- [DATA TO PROCESS]:
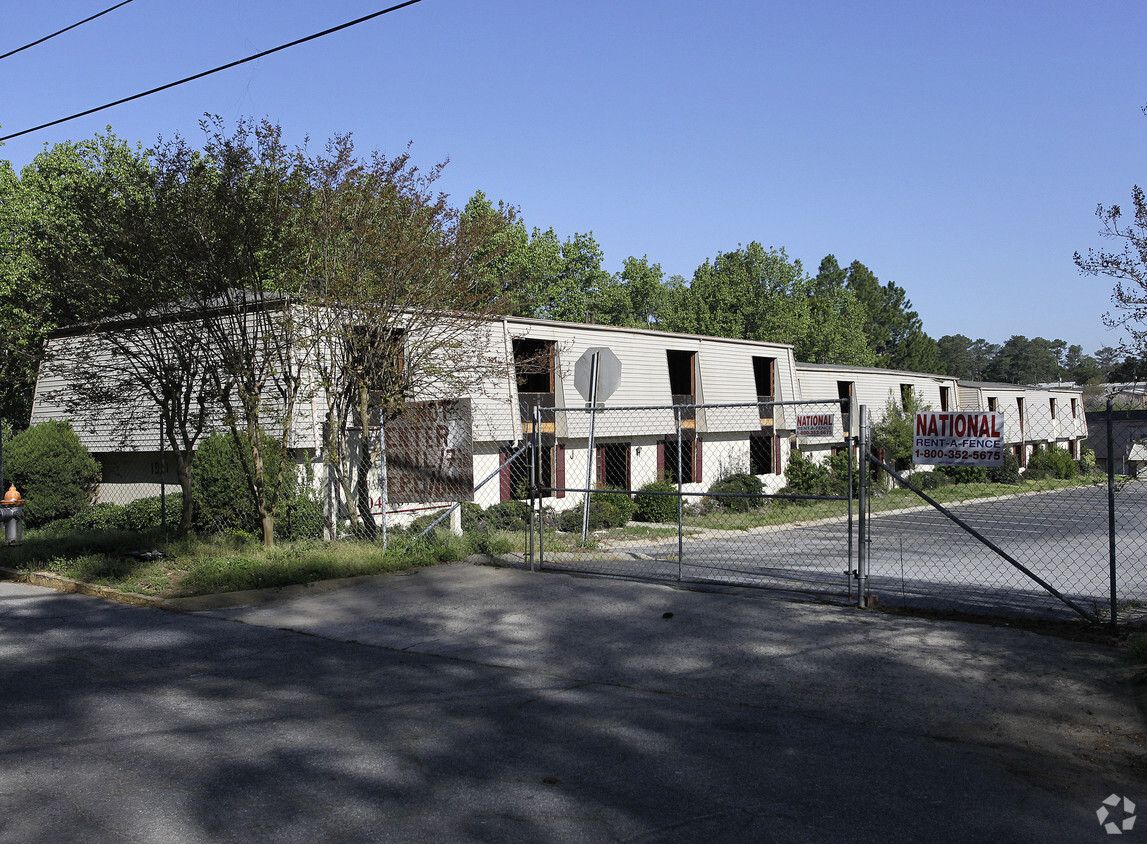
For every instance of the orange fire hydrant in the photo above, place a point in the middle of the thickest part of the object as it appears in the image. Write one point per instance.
(12, 516)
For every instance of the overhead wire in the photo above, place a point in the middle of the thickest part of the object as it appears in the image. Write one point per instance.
(65, 29)
(213, 70)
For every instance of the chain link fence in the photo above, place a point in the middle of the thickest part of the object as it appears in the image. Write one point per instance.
(1047, 533)
(756, 494)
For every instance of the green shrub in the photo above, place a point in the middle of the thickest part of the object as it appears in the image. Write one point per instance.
(726, 491)
(929, 479)
(224, 502)
(508, 516)
(1051, 463)
(99, 517)
(619, 501)
(145, 514)
(965, 474)
(53, 471)
(1007, 471)
(602, 514)
(806, 477)
(652, 505)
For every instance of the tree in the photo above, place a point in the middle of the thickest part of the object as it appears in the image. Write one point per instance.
(757, 294)
(1126, 263)
(400, 291)
(41, 236)
(892, 328)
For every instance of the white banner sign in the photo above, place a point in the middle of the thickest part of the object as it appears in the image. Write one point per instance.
(814, 424)
(959, 438)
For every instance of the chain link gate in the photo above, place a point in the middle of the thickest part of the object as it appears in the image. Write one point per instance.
(748, 494)
(1031, 538)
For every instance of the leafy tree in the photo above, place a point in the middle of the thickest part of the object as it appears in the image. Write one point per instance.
(634, 296)
(53, 471)
(1126, 263)
(894, 434)
(754, 294)
(402, 287)
(1027, 361)
(41, 239)
(892, 328)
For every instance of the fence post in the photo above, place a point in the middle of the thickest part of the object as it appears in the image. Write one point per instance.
(863, 518)
(680, 499)
(1110, 509)
(535, 493)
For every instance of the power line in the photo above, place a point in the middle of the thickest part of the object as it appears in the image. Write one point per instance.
(213, 70)
(80, 23)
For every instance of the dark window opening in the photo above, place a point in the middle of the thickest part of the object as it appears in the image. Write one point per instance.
(686, 465)
(764, 375)
(533, 365)
(844, 393)
(681, 375)
(761, 454)
(614, 466)
(516, 476)
(905, 396)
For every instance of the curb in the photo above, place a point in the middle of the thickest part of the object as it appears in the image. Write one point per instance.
(65, 584)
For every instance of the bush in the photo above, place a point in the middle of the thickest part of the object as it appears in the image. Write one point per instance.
(727, 490)
(929, 479)
(806, 477)
(619, 501)
(652, 505)
(602, 514)
(53, 471)
(224, 502)
(508, 516)
(1007, 471)
(1051, 463)
(965, 474)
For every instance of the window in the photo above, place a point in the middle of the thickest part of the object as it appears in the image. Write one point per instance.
(681, 375)
(844, 393)
(614, 466)
(764, 376)
(533, 365)
(761, 454)
(515, 477)
(689, 462)
(905, 396)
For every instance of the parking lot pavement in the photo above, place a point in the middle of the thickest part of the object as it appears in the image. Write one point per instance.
(468, 703)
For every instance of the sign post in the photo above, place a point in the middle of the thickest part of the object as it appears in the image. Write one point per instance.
(958, 438)
(597, 374)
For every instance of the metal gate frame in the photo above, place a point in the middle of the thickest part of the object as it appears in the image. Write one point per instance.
(864, 531)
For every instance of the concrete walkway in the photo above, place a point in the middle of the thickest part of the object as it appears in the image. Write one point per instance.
(470, 703)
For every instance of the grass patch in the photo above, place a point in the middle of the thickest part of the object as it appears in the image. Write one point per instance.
(228, 563)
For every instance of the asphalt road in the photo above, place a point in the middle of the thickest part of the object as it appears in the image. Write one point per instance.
(467, 703)
(921, 559)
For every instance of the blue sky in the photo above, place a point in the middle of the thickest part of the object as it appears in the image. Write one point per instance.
(959, 150)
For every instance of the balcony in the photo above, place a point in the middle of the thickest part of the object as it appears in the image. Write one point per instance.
(525, 404)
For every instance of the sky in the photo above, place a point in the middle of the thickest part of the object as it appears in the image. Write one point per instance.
(959, 150)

- [REQUIREMENT]:
Please copy every line of the material above verbatim, leaving out the pictures.

- [THE OUTPUT]:
For every instance of the orange fire hydrant in the photo above, place a point in the middle of the thickest part of the object as it appears in the image. Write one point per instance.
(12, 516)
For every instance of the overhead wire in the photo above, place a point in the middle of the thickest part of the object as it appears in the image. Write one point per instance.
(65, 29)
(213, 70)
For every instance of the chain link fence in the photo above, place a point in the middle of the thickest part of the object as it appears in the image. Write one point per instance.
(1047, 533)
(756, 494)
For every instance of the green shrub in the photo above, place a point in the middle of the thickest part of the object as it appears in the image. Write one point per instance.
(726, 491)
(929, 479)
(224, 502)
(508, 516)
(1051, 463)
(99, 517)
(619, 501)
(145, 514)
(965, 474)
(53, 471)
(1007, 471)
(602, 514)
(806, 477)
(652, 505)
For every instance of the tree in the photo above, place a point in the middle of the thickest part of the object as it appears in the image. Write one point per instance.
(757, 294)
(1126, 263)
(400, 291)
(41, 236)
(892, 328)
For every instance of the white banner sign in the photo above, place a point in the middle of the thickest part of the object as it appears in the image. Write one point per instance.
(814, 424)
(959, 438)
For every instance of the chain link gate in the photo above, place a point in the middle of the thickest part of the object as it appears in the image. Write one point per instance.
(748, 494)
(1031, 538)
For every instance of the leafy tree in the photo above, place a point in the middle of the thickest part of the object as it appears in the image. Write one point per instance.
(634, 296)
(53, 471)
(1126, 263)
(894, 434)
(754, 294)
(402, 287)
(1027, 361)
(41, 239)
(892, 328)
For every instance of the fence post in the photo above, place a point in the middle of the thickest part of the object as it appears in the image. Write one point per instance.
(863, 518)
(680, 499)
(1110, 509)
(535, 493)
For every instance of the power line in the photo above, place a point in the middle of the thickest part of the object as it appears in the image. Write one point per instance.
(213, 70)
(80, 23)
For every instance of the dark window opening in the photo above, place a point in the middle of the thickest part of the object as it appears in the image. Write one point per instance.
(686, 465)
(764, 375)
(533, 365)
(844, 393)
(681, 375)
(761, 454)
(614, 466)
(516, 476)
(905, 396)
For every instance of the curb in the photo above, place a point in the middle of the thickest part of the object as it appears in the image. Write one point per instance.
(65, 584)
For every instance of the bush in the photo above, place a point in the middle of the thickest part of the object as it appears in the image. Write one point per instance.
(727, 490)
(929, 479)
(806, 477)
(619, 501)
(652, 505)
(602, 514)
(53, 471)
(224, 502)
(508, 516)
(1007, 471)
(1051, 463)
(965, 474)
For every instance of the window in the photo above, place a point in the middle of the thickest part of the object as it appears in the image. Write one point per instance.
(681, 375)
(844, 393)
(614, 466)
(764, 376)
(533, 365)
(761, 454)
(515, 477)
(689, 462)
(905, 396)
For every instance of the parking lot pavement in the photo above, place a point in the middle of the thickest part of the object as it appears in the image. Write one point per instance.
(468, 703)
For every instance of the sign post in the photo above, place a point in the middle of the thickest part of the object as it appears in the image. Write one point per instance.
(958, 438)
(597, 374)
For every instance of the metal gate frame in the photo above, place a point in the middle of the thickest part of the object as it appears in the image. Write one point per instance.
(864, 531)
For every instance of the concrete walkway in the photo above, place a point in the middle of the thickest part of the object as it appears in the image. Write one point per instance.
(470, 703)
For every instance of the grass patch in the photo above, place a point in the middle of the thickest part of the object as it appears in the image. Write one point per instance.
(228, 563)
For every instance of the asphalt road in the photo above, place a point in the middle of the thickest part of the object as it appears in the image. Write one point per instance.
(467, 703)
(921, 559)
For every instance of the blue sky in the photo above, place a point in the middle of the thickest part of the object as it appears in the image. Write one point per instance.
(959, 150)
For every instance of the balcony in the photo above, place a point in the middle of the thickest part of the object as it appears in the image. Write one point per instance.
(525, 404)
For every instance of the sky in the photo above, place a point in the middle of the thickest part of the object as it appears in the image. Write one point per instance.
(959, 150)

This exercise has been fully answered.